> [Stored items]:

»»

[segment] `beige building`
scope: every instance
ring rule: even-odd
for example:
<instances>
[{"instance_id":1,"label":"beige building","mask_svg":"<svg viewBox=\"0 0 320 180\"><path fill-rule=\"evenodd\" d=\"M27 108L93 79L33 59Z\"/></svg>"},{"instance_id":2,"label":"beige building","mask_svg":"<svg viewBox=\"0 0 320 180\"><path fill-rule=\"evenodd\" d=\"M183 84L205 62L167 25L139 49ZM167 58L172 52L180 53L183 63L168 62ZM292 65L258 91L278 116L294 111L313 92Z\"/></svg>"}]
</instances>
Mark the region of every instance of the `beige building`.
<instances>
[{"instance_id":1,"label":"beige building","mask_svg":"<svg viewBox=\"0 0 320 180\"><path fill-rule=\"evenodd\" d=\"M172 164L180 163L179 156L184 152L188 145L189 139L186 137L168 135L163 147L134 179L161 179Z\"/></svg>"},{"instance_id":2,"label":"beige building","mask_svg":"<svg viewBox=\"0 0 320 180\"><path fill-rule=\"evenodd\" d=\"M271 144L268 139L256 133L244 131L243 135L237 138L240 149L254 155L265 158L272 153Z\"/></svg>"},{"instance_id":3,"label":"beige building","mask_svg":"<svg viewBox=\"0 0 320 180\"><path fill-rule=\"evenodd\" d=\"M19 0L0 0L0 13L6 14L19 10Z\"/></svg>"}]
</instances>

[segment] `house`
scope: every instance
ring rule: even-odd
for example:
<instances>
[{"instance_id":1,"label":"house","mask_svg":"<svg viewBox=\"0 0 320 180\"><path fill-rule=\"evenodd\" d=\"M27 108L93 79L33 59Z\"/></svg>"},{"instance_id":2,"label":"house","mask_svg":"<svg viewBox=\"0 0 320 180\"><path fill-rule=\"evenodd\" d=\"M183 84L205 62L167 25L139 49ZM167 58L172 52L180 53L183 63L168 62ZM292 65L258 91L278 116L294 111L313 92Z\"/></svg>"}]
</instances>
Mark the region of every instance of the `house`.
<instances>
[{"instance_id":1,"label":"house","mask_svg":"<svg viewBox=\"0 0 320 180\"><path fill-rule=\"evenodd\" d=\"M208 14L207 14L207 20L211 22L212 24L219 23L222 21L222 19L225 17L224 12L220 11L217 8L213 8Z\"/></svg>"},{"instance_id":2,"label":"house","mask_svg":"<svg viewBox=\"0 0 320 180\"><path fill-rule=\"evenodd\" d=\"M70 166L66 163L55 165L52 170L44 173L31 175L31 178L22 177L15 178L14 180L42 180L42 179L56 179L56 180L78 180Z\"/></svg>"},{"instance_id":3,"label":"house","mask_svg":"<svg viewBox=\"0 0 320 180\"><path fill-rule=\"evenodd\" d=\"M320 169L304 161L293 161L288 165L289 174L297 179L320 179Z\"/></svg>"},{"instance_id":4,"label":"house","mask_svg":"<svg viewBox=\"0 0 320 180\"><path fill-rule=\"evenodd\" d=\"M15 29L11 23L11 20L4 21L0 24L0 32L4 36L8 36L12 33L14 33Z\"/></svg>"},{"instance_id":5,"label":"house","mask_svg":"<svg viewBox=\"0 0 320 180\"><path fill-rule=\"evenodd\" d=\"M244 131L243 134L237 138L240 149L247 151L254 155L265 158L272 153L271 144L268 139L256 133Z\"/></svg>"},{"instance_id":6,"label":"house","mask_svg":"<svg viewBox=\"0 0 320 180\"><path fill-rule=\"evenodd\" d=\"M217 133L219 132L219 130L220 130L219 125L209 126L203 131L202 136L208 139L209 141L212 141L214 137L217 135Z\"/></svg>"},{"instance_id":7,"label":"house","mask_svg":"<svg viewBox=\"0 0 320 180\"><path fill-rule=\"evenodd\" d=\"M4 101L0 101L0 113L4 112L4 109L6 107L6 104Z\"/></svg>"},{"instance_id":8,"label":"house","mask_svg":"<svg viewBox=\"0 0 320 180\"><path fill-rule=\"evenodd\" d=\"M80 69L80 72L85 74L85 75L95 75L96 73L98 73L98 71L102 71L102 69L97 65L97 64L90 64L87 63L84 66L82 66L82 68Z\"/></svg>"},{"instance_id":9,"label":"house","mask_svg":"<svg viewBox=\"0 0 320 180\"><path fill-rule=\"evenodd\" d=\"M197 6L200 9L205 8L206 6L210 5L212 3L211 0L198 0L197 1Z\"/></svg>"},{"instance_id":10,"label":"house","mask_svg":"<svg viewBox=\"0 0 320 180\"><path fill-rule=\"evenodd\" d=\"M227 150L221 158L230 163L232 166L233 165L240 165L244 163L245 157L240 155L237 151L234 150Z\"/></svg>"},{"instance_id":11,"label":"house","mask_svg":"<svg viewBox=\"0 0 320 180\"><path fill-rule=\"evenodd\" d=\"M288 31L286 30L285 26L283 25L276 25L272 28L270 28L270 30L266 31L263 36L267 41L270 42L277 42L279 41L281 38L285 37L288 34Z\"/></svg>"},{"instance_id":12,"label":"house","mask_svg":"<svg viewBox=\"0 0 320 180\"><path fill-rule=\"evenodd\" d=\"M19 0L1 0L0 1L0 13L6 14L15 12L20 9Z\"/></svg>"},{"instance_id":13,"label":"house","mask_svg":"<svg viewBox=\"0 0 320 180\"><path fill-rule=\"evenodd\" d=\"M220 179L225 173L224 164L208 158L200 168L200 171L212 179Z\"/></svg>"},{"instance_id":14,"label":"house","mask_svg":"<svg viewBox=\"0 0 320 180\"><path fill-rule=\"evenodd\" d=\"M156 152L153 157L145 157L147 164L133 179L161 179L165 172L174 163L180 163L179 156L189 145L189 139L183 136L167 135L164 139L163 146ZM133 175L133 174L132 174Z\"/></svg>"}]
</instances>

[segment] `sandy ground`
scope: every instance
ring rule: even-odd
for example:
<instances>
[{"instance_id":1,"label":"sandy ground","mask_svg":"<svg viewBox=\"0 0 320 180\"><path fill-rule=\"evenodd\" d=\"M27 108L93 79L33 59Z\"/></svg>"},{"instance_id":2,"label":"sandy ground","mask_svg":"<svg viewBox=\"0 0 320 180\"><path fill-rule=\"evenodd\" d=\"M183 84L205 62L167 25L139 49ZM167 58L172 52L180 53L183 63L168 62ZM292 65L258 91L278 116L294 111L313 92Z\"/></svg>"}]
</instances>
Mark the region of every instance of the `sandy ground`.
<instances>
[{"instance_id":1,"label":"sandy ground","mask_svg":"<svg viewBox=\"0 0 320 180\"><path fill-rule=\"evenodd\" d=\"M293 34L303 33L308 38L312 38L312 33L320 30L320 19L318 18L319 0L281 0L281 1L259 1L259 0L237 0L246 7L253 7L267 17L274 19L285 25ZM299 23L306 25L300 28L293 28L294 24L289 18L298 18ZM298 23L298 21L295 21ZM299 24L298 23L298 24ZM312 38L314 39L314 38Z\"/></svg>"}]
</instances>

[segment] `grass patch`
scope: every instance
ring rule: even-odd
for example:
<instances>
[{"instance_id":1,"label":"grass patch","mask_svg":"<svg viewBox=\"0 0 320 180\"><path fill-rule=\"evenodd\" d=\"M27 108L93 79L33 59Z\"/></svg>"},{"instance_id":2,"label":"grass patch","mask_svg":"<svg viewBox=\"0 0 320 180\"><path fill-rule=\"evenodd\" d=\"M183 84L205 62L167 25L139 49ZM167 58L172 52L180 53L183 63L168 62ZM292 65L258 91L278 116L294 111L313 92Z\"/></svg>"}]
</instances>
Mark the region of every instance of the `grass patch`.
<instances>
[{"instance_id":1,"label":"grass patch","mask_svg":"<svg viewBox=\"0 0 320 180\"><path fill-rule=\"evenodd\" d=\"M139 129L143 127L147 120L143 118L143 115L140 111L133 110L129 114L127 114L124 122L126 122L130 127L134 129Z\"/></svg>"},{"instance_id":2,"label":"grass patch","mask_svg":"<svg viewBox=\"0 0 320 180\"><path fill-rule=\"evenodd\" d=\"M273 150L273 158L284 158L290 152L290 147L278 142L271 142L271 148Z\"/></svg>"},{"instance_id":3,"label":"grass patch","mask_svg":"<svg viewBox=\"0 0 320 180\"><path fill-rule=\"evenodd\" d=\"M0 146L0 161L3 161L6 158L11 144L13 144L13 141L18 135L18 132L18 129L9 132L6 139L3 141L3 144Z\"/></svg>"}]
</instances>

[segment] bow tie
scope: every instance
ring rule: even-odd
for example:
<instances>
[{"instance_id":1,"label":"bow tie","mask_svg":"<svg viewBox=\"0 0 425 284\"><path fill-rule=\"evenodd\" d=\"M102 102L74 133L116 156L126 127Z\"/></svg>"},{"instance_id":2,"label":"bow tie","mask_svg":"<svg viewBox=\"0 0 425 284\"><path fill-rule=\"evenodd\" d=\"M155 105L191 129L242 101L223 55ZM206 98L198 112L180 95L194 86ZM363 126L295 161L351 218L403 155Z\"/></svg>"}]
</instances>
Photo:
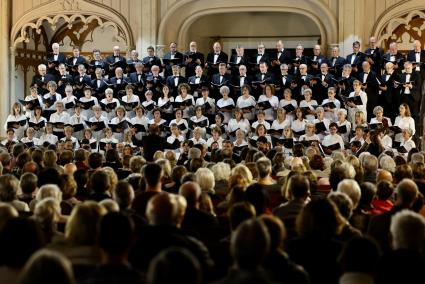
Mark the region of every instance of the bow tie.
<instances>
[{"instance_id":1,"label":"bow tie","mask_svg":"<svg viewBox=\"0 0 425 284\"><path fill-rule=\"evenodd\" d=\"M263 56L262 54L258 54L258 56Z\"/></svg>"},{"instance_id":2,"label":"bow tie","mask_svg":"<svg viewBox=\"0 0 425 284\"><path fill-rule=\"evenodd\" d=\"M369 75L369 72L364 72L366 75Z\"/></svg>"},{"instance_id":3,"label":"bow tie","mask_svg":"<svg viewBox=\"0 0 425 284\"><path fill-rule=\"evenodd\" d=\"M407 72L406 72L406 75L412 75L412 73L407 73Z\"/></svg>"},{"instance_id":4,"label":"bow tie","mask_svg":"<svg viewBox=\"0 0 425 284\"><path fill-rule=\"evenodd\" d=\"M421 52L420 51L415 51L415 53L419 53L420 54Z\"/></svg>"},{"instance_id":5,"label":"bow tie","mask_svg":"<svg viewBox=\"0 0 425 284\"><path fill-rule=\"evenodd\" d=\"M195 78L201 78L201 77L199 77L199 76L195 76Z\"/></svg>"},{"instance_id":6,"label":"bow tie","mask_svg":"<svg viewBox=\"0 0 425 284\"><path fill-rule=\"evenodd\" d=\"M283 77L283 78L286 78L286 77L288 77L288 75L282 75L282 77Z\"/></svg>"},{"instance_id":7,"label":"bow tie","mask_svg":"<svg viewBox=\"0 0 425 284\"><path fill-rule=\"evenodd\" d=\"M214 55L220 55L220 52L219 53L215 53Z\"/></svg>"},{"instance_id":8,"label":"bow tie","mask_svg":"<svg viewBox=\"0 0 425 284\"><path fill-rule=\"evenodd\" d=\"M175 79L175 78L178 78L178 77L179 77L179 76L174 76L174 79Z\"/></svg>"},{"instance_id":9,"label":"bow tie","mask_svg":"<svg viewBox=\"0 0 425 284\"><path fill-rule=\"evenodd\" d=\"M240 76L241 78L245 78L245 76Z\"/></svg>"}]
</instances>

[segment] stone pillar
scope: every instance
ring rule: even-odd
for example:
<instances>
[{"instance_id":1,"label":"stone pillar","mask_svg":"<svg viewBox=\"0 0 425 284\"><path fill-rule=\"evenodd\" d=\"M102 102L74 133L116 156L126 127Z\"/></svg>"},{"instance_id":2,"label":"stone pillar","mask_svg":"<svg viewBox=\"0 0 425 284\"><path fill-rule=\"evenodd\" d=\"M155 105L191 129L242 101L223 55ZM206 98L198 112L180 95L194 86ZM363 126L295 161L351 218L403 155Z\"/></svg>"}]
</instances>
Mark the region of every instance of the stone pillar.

««

Set apart and copy each line of the records that holds the word "pillar".

[segment] stone pillar
[{"instance_id":1,"label":"stone pillar","mask_svg":"<svg viewBox=\"0 0 425 284\"><path fill-rule=\"evenodd\" d=\"M102 102L74 133L116 156L126 127Z\"/></svg>"},{"instance_id":2,"label":"stone pillar","mask_svg":"<svg viewBox=\"0 0 425 284\"><path fill-rule=\"evenodd\" d=\"M155 105L191 129L242 101L223 55ZM206 98L198 112L180 95L194 86ZM363 126L295 161L351 218L403 155Z\"/></svg>"}]
Mark the region of every instance of the stone pillar.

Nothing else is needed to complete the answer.